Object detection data
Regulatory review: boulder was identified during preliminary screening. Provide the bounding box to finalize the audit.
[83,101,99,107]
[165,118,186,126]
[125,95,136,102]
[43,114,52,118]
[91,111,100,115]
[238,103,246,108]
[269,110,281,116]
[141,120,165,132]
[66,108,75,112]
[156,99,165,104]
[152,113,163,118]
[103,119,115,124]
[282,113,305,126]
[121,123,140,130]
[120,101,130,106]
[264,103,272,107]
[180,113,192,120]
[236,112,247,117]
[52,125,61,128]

** Aim of the exercise **
Convert the lines of the material above into a numbered list, omitting any blank lines.

** Answer to this problem **
1. Regulatory review: boulder was identified during preliminary screening. Provide the bounding box to finalize the audit.
2. [83,101,99,107]
3. [165,118,186,126]
4. [125,95,136,102]
5. [43,114,52,118]
6. [91,111,100,115]
7. [238,103,246,108]
8. [269,110,281,116]
9. [141,120,165,132]
10. [66,108,75,112]
11. [156,99,165,104]
12. [152,113,163,118]
13. [103,119,115,124]
14. [282,113,305,126]
15. [121,123,140,130]
16. [120,101,130,106]
17. [264,103,272,107]
18. [180,113,192,120]
19. [236,112,247,117]
20. [52,125,61,128]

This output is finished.